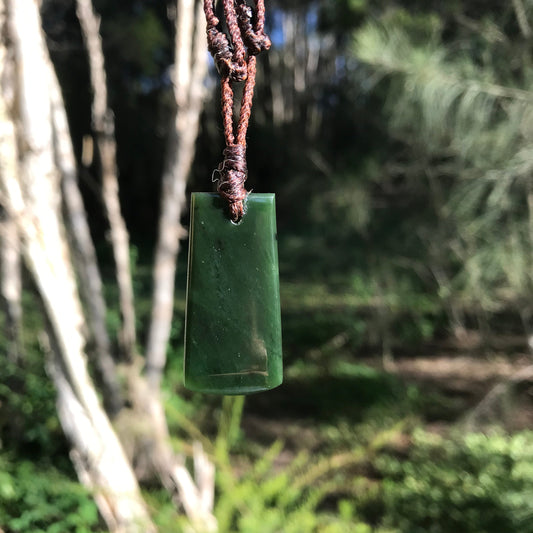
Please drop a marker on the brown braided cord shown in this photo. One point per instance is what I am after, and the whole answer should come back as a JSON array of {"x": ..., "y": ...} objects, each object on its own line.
[{"x": 235, "y": 61}]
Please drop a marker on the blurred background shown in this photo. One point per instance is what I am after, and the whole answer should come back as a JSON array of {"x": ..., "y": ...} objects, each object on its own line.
[{"x": 397, "y": 136}]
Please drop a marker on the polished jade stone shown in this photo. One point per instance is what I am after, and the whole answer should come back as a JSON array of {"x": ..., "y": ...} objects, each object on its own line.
[{"x": 233, "y": 318}]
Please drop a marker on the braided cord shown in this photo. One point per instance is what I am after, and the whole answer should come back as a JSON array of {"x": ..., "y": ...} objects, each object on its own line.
[{"x": 234, "y": 57}]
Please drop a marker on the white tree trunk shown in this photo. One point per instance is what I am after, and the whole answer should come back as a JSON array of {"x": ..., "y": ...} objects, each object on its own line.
[
  {"x": 32, "y": 196},
  {"x": 104, "y": 128},
  {"x": 10, "y": 274},
  {"x": 87, "y": 266},
  {"x": 189, "y": 73}
]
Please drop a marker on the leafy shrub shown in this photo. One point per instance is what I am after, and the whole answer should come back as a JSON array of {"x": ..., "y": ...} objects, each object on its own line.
[
  {"x": 473, "y": 484},
  {"x": 40, "y": 498}
]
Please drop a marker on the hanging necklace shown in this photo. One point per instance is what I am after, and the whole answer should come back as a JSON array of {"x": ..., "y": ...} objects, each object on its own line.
[{"x": 233, "y": 319}]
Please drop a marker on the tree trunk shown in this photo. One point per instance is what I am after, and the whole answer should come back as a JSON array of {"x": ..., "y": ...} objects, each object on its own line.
[
  {"x": 85, "y": 255},
  {"x": 10, "y": 282},
  {"x": 32, "y": 195},
  {"x": 104, "y": 128},
  {"x": 189, "y": 74}
]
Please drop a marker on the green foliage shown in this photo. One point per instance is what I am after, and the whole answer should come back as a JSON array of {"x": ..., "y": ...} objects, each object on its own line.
[
  {"x": 476, "y": 483},
  {"x": 37, "y": 497},
  {"x": 465, "y": 118},
  {"x": 268, "y": 498}
]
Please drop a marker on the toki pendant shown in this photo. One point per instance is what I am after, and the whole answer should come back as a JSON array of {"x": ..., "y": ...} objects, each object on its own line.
[{"x": 233, "y": 317}]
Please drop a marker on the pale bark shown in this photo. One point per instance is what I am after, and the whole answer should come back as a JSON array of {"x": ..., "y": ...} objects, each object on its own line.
[
  {"x": 11, "y": 280},
  {"x": 189, "y": 74},
  {"x": 196, "y": 498},
  {"x": 86, "y": 262},
  {"x": 104, "y": 129},
  {"x": 32, "y": 196},
  {"x": 10, "y": 274}
]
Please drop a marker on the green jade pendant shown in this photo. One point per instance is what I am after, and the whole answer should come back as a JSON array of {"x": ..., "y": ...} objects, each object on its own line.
[{"x": 233, "y": 317}]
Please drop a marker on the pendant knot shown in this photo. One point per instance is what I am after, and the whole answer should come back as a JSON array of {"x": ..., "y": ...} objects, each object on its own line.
[{"x": 233, "y": 172}]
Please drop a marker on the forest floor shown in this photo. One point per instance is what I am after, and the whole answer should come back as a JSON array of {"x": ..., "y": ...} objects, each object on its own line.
[{"x": 438, "y": 390}]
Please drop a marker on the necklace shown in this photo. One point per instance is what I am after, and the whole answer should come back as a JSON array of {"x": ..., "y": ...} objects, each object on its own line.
[{"x": 233, "y": 318}]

■ ■ ■ ■

* **SET EXERCISE**
Rewrite every item above as a JSON list of strings, one string per line with blank lines dropped, and leave the pictures out of your answer.

* **ANSWER BELOW**
[
  "Please drop a marker on the brown braided cord shown in this photo. One point per instance is what I am after, and the whole answer should come back as a JSON array of {\"x\": ..., \"y\": ...} objects, each object on its own line.",
  "[{\"x\": 235, \"y\": 61}]",
  "Please drop a marker on the blurred background shown in this photo. One point per instance is what I am after, and the whole answer should come back as a JSON array of {\"x\": ..., \"y\": ...} objects, each object on its own line.",
  "[{\"x\": 397, \"y\": 136}]",
  "Please drop a marker on the polished jade stone shown in this photo. One point per instance is what I am after, and the whole answer should come back as a JSON array of {\"x\": ..., \"y\": ...} objects, each object on its own line.",
  "[{\"x\": 233, \"y\": 318}]",
  "Please drop a marker on the braided cord shown in this photo. One point per instance is what I am after, and the whole answer should come back as a JSON array of {\"x\": ..., \"y\": ...} objects, each object on its own line.",
  "[{\"x\": 234, \"y\": 57}]",
  "Please drop a marker on the white tree trunk shown in this photo. One point per instance is what I am after, and the whole answer should come back as a JSON array of {\"x\": ..., \"y\": ...} objects, each object on its own line.",
  "[",
  "  {\"x\": 32, \"y\": 196},",
  "  {\"x\": 104, \"y\": 128},",
  "  {\"x\": 10, \"y\": 274},",
  "  {\"x\": 87, \"y\": 266},",
  "  {\"x\": 189, \"y\": 73}",
  "]",
  "Please drop a marker on the leafy shrub shown in this photo. One point per instance is what I am after, and the whole answer should come back as a JSON array of {\"x\": ..., \"y\": ...} objects, each object on its own line.",
  "[",
  "  {\"x\": 473, \"y\": 484},",
  "  {\"x\": 40, \"y\": 498}",
  "]",
  "Please drop a marker on the hanging necklace shown in this photo. One point per instance is what I am after, and the whole answer should come back as a JSON array of {\"x\": ..., \"y\": ...} objects, each object on its own line.",
  "[{\"x\": 233, \"y\": 319}]",
  "Please drop a marker on the tree trunk shown in this photo. One point per instance is what I am after, and the whole answer should come back as a JSON array of {\"x\": ..., \"y\": ...} objects, each object on its own line.",
  "[",
  "  {\"x\": 85, \"y\": 255},",
  "  {\"x\": 10, \"y\": 282},",
  "  {\"x\": 32, \"y\": 195},",
  "  {\"x\": 104, \"y\": 128},",
  "  {\"x\": 189, \"y\": 74}",
  "]",
  "Please drop a marker on the green foliage shown in this photo. One point per instance is what I am after, and the whole answer should come back as a JSON array of {\"x\": ..., \"y\": ...} objects, each object on its own line.",
  "[",
  "  {\"x\": 476, \"y\": 483},",
  "  {\"x\": 37, \"y\": 497},",
  "  {\"x\": 465, \"y\": 118},",
  "  {\"x\": 268, \"y\": 498}",
  "]",
  "Please drop a marker on the toki pendant shown in this photo. One point per instance is what I am after, and the whole answer should come back as a JSON array of {\"x\": ..., \"y\": ...} objects, each object on its own line.",
  "[{\"x\": 233, \"y\": 317}]",
  "Please drop a marker on the pale bark shown in this photo. One point per instance is what I am after, and the whole answer should come back as a JSON array of {\"x\": ..., \"y\": ...} objects, each object on its own line.",
  "[",
  "  {\"x\": 11, \"y\": 280},",
  "  {\"x\": 189, \"y\": 74},",
  "  {\"x\": 196, \"y\": 498},",
  "  {\"x\": 86, \"y\": 262},",
  "  {\"x\": 104, \"y\": 129},",
  "  {\"x\": 32, \"y\": 196},",
  "  {\"x\": 10, \"y\": 274}",
  "]",
  "Please drop a marker on the green jade pendant shown in this photo. One point per instance is what I am after, and the whole answer should come back as a JSON array of {\"x\": ..., \"y\": ...} objects, each object on its own line.",
  "[{\"x\": 233, \"y\": 317}]",
  "Please drop a marker on the pendant knot shown in this photo. One point per instance is what I am after, and the whole answer should come back as a JSON array of {\"x\": ..., \"y\": ...} objects, each object on its own line.",
  "[{\"x\": 233, \"y\": 172}]",
  "Please drop a marker on the forest floor shown in this photo. One point per instance is what I am after, and the whole answer should come back as a JSON array of {\"x\": ..., \"y\": ...} objects, each object on its own line.",
  "[{\"x\": 438, \"y\": 390}]",
  "Please drop a marker on the necklace shown in this photo. One point per instance is what I am after, and the whole answer should come back as a JSON array of {\"x\": ..., \"y\": ...} objects, each object on its own line.",
  "[{\"x\": 233, \"y\": 318}]"
]